Required action
The records below hold a stretch from the line with "Target: dog's right ear" through the line with "Mark every instance of the grey"; return exactly those lines, ends included, and nothing more.

Natural-language object grounding data:
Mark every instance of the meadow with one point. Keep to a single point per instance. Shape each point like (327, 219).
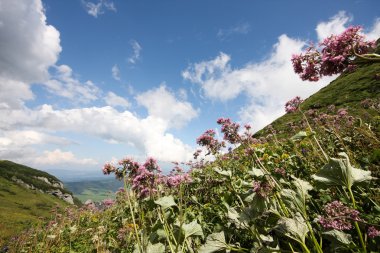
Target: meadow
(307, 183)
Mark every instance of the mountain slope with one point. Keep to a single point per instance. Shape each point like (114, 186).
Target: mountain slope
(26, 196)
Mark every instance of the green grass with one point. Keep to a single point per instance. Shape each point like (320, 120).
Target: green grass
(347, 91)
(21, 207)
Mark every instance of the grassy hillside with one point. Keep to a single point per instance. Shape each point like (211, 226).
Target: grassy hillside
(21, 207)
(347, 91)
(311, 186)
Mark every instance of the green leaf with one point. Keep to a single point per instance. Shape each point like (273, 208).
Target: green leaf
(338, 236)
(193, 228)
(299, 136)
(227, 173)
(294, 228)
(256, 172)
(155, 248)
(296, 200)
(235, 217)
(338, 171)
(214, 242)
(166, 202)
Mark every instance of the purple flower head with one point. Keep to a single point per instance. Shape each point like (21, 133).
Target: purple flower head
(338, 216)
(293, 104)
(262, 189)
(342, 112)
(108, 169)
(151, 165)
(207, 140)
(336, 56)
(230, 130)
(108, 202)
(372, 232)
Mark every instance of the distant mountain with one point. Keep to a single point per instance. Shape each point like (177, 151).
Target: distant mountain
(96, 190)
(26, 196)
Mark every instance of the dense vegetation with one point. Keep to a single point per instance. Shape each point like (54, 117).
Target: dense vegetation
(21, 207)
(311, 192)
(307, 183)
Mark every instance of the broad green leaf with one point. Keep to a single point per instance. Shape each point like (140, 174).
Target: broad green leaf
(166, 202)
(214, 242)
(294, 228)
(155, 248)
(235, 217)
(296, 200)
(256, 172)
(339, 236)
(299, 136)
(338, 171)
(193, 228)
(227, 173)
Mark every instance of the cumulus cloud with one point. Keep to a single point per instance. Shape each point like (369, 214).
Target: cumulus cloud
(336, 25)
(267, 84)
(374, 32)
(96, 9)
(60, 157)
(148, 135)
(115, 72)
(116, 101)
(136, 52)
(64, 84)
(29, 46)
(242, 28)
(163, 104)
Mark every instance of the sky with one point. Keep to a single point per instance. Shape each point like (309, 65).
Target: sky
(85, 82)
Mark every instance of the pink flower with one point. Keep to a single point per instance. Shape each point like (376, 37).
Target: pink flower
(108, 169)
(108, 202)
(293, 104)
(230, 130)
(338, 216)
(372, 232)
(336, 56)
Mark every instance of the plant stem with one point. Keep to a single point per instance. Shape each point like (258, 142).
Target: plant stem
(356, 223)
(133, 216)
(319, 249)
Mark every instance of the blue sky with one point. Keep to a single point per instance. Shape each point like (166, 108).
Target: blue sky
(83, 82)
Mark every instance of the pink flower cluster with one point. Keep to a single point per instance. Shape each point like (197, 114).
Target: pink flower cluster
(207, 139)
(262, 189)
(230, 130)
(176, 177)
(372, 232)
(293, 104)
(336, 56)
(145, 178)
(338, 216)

--

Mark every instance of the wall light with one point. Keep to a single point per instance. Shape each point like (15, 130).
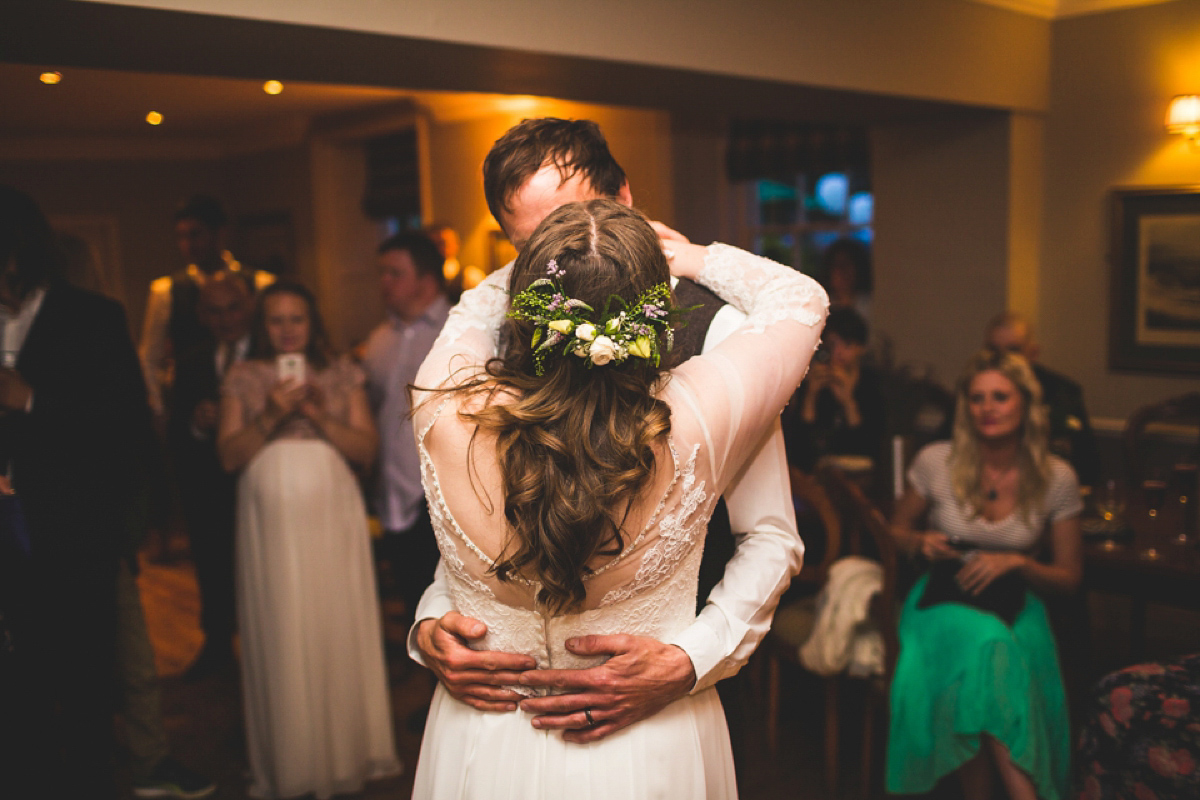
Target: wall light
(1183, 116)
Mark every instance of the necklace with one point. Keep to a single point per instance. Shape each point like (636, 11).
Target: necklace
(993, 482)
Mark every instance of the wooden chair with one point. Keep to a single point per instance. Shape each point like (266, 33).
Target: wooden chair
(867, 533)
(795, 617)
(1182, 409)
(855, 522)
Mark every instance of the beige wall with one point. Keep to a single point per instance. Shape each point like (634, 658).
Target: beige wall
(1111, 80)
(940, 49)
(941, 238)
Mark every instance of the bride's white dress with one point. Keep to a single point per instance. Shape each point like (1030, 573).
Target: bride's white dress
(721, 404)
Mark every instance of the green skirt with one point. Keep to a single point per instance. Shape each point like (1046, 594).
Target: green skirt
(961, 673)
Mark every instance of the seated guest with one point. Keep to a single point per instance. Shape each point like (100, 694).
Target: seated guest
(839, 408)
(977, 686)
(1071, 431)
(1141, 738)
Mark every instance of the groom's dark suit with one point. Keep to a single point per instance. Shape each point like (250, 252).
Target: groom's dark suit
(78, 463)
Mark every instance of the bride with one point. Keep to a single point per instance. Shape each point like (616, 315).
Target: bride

---

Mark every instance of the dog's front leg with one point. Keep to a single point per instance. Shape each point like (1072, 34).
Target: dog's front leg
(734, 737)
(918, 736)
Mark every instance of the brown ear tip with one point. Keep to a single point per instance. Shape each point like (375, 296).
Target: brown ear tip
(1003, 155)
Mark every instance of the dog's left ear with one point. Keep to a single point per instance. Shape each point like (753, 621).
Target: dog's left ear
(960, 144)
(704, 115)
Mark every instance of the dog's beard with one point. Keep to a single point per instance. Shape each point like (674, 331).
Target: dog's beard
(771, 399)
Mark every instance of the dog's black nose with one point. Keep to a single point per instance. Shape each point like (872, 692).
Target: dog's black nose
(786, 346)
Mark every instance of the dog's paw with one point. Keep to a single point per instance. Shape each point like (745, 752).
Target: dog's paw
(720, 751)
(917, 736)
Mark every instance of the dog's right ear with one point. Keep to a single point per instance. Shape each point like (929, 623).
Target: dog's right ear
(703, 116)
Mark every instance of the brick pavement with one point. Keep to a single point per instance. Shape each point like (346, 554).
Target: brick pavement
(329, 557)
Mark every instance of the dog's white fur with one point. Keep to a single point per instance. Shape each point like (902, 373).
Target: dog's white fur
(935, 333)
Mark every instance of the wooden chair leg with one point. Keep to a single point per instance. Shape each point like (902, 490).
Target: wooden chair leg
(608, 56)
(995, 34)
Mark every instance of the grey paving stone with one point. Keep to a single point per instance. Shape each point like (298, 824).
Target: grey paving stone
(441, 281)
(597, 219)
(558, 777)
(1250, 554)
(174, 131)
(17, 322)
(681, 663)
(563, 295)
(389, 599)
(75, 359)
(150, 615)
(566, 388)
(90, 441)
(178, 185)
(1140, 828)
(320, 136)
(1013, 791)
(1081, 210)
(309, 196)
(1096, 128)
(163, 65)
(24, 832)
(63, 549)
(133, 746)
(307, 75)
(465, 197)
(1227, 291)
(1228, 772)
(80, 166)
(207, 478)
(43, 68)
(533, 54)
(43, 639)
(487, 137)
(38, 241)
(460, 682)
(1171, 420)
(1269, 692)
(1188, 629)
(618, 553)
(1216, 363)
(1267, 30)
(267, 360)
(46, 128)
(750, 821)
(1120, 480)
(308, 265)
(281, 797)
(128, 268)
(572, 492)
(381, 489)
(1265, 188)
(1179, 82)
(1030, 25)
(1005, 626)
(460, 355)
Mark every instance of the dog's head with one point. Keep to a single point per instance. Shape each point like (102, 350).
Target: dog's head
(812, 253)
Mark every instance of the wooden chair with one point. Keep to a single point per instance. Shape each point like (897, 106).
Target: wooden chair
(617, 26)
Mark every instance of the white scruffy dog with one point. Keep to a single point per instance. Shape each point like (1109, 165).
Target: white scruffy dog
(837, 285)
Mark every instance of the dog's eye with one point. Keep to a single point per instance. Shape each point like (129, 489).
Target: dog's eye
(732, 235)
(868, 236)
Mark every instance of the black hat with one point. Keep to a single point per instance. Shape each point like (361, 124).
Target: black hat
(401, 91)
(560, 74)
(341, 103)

Solution
Target: dog's right ear
(703, 116)
Mark every instance of the brick pavement with one point. Keep to a single point per instance. Shape each point like (346, 554).
Target: brick pavement
(329, 557)
Mark every instance of the dog's white fur with one point. Keep to a single point per instance. Shape each point like (902, 373).
Target: dog's white fur
(935, 333)
Mark every instance of the wooden chair leg with one point. Keep to a single point per instance. Shape each point like (902, 490).
Target: wooden chair leg
(608, 56)
(995, 34)
Mark every instance of the grey paving stone with one point. Keep to a single point per instance. Shape each point like (298, 824).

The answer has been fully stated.